Dusiu, przyjemnie się czyta takie wpisy, dobrze wiedzieć że są miejsca przyjazne opiekunkom. 
Cieszy to, że takich zadowolonych jest nas trochę-Ty,Werska, Luke, Tina, ja i jeszcze pewnie inni też nie mają powodów do narzekań 
21 sierpnia 2020 16:27 / 2 osobom podoba się ten post
Gusia29

Dusiu, przyjemnie się czyta takie wpisy, dobrze wiedzieć że są miejsca przyjazne opiekunkom. 
Cieszy to, że takich zadowolonych jest nas trochę-Ty,Werska, Luke, Tina, ja i jeszcze pewnie inni też nie mają powodów do narzekań :-)

Dziękuję  o i nawet dzis przy okazji wypadu po zakupki jeansy sobie sprawiłam w Primark. Są ok. Może jeszcze na jedne się pokuszę. Jutro zawoze babkę do fryzjera tak więc godzinka luzu dla mnie. 
21 sierpnia 2020 18:57 / 3 osobom podoba się ten post
Dzień powoli chyli się ku końcowi. Nieśmialo ☔ deszczyk zaczyna pokapywać. Może przerodzi się to w coś większego. Ja siedzę na tarasie i delektuje się względnym spokojem. Upał przegonił dziadka do sypialni. Babcia leży w swoim łóżku. O 20 nastawić jeszcze sondę, przewinąć i dzień będzie skończony.  Miłego wieczoru kochani
21 sierpnia 2020 19:19 / 3 osobom podoba się ten post
Spotkałam się z koleżanką, która przyjechała 3 dni temu. Fajnie mieć tu kogoś takiego, z kim można pogadać, pospacerować, pojeździć rowerem...
Dzień ciut bardziej pracowity, "gospodarczy". Ale bez przesady
Os już podobno w ogrodzie nie ma, można siedzieć spokojnie na krzesełku przed drzwiami. Podopieczny lubi tak psa "wyprowadzać" wieczorem.
Dobrze, że pracuję w dobie telefonów komórkowych, internetu- bez tego już nie umiem sobie wyobrazić wyjazdów!

_PRZEKAZANE MATERIAŁY_.
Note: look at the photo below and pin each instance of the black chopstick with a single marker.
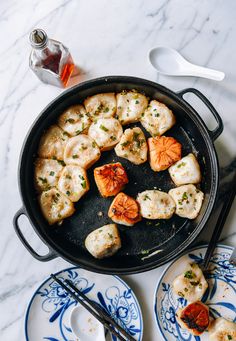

_POLECENIE 1_.
W jakim sklepie kupiono jeansy wspomniane we fragmencie dokumentu?
_POLECENIE 2_.
Dopisz dalszy ciąg fragmentu dokumentu o codzienności opiekunek, zaczynając od miejsca, w którym się urywa.

_ODPOWIEDŹ 1_.
W Primarku.

_ODPOWIEDŹ 2_.
21 sierpnia 2020 21:02 / 5 osobom podoba się ten post
U mnie schematyczny plan dnia. Ponadto spokój i spokój. Zero stresu. Teraz byłem napoje w Penny kupić. Zawsze wieczorem, ale nie tylko, widzę ludzi różnych nacji. Mieszkają w pobliżu. Tak myślę, że gdyby nie oni, to te ulice  byłyby puste. W sklepach też by mniej ich chodziło. Tych syryjskich, czarnych, skośnookich ludzików A niektórzy to takie bryki mają, że... 
21 sierpnia 2020 21:31 / 6 osobom podoba się ten post
Powoli wracam do ustalonego rytmu . Staram się smutek przekuć w działanie . 
21 sierpnia 2020 22:04 / 2 osobom podoba się ten post
dorotee

Powoli wracam do ustalonego rytmu . Staram się smutek przekuć w działanie . 

Tak trzeba, trzymaj się Dorotee 
22 sierpnia 2020 11:06 / 3 osobom podoba się ten post
Kurczę dzień zapowiadał się całkiem nieźle, ale... U jednego z pdp włączyła się agresja totalna. Nie mam siły z nim walczyć. I co tu robić?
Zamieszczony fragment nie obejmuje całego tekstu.